RECORDS SUPPLIED:
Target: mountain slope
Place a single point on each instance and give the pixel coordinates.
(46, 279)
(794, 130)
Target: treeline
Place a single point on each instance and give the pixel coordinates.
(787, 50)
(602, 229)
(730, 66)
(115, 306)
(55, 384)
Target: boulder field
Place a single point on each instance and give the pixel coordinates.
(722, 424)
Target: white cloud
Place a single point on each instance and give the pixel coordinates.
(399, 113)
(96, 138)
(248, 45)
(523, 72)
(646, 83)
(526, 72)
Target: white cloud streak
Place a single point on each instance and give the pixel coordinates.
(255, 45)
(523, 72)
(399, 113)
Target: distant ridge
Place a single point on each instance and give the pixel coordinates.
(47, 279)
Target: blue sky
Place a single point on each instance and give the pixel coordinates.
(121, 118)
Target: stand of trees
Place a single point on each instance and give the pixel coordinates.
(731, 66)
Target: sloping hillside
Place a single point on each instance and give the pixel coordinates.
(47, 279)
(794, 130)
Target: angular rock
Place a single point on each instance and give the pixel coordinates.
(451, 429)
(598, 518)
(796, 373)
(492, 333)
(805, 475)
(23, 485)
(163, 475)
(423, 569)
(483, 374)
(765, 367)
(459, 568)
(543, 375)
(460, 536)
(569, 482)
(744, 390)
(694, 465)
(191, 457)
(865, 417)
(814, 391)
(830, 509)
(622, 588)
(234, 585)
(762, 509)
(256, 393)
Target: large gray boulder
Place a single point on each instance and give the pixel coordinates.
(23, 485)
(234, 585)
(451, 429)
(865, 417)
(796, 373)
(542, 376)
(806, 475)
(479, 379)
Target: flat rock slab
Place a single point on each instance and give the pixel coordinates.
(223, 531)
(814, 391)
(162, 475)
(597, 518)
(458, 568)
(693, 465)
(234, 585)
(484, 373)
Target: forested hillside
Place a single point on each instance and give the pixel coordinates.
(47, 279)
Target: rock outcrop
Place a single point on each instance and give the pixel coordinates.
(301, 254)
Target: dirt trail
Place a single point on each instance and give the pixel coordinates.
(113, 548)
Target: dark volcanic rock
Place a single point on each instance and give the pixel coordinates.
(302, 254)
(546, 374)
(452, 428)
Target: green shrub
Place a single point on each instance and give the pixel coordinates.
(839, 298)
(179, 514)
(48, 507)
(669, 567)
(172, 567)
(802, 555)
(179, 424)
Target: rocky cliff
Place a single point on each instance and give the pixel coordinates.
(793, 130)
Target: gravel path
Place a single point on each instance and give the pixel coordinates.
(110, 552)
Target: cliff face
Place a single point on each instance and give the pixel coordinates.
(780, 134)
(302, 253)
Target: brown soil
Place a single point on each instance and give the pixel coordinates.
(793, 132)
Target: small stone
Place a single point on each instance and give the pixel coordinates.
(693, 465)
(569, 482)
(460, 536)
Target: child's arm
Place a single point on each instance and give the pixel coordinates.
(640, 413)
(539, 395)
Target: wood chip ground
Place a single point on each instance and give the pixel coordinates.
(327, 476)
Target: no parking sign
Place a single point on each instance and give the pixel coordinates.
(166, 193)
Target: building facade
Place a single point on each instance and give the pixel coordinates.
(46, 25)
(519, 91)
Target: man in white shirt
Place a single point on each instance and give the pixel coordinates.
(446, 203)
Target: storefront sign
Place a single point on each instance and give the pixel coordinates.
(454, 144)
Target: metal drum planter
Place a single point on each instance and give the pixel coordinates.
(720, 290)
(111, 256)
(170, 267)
--
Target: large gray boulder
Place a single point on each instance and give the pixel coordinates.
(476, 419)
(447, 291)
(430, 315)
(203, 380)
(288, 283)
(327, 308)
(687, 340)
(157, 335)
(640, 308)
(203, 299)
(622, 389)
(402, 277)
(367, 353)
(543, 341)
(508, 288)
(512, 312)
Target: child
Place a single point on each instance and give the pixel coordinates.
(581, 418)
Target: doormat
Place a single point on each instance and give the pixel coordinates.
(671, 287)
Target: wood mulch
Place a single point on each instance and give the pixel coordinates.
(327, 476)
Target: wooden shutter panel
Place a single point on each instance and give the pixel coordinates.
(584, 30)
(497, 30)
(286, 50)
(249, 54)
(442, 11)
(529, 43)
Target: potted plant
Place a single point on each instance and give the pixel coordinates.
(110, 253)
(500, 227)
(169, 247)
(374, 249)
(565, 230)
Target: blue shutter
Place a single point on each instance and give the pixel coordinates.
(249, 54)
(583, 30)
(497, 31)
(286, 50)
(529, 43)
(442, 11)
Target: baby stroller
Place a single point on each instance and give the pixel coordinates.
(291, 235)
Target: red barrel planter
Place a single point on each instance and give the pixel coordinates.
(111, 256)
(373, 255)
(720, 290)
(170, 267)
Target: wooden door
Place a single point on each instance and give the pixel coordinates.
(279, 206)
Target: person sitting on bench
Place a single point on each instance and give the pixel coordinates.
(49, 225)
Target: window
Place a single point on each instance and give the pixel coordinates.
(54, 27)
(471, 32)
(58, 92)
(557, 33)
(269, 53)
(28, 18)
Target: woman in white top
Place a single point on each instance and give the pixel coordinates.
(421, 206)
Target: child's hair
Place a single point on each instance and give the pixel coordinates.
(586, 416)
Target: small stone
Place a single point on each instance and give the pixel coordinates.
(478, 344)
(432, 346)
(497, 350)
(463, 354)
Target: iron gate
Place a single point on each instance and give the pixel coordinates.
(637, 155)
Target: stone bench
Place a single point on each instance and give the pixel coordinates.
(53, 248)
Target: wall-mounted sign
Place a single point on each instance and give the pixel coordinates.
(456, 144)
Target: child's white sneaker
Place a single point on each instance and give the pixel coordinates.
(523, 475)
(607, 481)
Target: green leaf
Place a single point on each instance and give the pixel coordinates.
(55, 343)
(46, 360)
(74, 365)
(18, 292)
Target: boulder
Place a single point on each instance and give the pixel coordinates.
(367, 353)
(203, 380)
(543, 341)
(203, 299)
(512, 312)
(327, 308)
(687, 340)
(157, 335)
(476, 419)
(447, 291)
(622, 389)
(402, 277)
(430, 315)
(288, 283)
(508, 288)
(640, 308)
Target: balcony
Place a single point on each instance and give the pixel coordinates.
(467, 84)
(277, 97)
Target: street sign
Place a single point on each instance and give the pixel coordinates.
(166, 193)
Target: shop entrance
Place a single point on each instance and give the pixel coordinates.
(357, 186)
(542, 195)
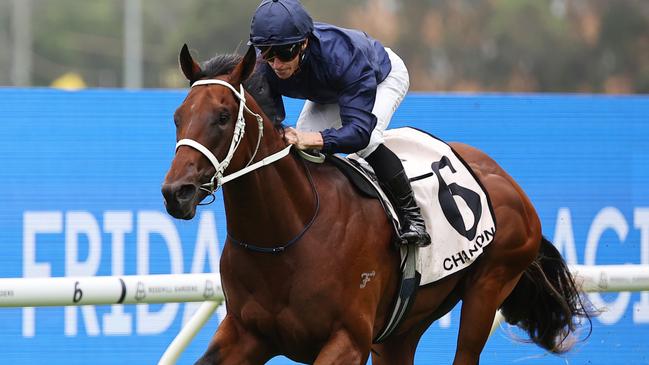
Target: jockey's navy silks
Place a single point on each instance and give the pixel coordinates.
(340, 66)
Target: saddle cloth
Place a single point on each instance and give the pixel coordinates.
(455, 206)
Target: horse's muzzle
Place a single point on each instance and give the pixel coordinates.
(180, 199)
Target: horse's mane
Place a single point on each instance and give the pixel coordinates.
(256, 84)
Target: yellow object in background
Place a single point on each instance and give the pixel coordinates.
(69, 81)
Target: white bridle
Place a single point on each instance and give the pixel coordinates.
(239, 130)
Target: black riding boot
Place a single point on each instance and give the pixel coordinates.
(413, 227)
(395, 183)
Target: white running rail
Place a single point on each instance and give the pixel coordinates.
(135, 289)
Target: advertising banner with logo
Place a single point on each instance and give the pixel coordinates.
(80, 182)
==
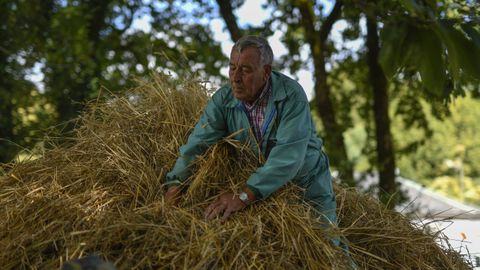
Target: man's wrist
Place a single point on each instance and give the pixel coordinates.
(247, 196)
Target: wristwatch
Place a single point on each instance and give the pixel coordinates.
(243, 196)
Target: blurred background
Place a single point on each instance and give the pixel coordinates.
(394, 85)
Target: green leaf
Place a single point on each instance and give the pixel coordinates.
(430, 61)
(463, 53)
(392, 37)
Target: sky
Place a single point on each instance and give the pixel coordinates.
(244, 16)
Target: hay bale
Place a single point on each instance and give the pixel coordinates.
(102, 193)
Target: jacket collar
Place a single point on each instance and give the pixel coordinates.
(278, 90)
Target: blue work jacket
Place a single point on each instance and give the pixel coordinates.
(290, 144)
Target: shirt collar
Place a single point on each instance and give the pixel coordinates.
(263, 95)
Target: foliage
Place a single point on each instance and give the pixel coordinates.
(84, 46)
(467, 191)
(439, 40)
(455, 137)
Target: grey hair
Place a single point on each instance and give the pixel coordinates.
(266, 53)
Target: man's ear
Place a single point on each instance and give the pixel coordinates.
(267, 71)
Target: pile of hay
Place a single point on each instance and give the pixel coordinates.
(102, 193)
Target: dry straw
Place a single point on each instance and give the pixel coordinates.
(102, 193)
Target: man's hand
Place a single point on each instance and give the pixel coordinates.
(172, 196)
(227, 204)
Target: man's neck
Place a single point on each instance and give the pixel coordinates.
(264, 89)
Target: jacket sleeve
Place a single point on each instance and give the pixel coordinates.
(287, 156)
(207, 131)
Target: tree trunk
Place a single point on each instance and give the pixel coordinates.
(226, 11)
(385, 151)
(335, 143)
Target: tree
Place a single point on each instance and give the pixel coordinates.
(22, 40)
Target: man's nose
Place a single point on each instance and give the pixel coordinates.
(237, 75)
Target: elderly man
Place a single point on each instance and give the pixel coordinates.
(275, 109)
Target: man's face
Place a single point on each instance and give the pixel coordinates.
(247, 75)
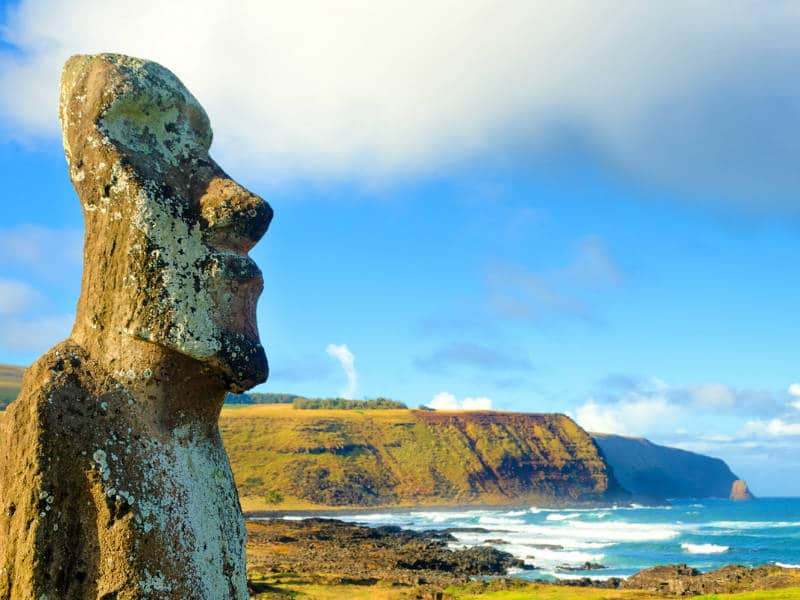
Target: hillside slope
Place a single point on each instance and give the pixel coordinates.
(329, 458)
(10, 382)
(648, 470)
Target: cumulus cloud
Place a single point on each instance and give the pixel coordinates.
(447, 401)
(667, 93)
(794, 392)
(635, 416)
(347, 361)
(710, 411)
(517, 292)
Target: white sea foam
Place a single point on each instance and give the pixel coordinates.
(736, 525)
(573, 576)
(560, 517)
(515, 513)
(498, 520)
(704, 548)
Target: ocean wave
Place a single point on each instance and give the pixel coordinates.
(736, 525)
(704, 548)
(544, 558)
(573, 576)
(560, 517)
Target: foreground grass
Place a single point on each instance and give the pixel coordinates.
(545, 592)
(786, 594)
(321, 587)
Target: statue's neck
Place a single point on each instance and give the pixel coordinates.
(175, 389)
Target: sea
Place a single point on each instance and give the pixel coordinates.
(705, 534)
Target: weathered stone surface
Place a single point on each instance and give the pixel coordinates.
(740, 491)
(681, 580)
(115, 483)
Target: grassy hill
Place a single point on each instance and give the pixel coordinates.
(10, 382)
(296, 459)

YOUR GOAL: Show every line of the listing above that contains the word "sign", copying each one in full.

EXERCISE RESULT:
Target: no parking sign
Target: storefront sign
Target: wall-mounted sign
Target: street sign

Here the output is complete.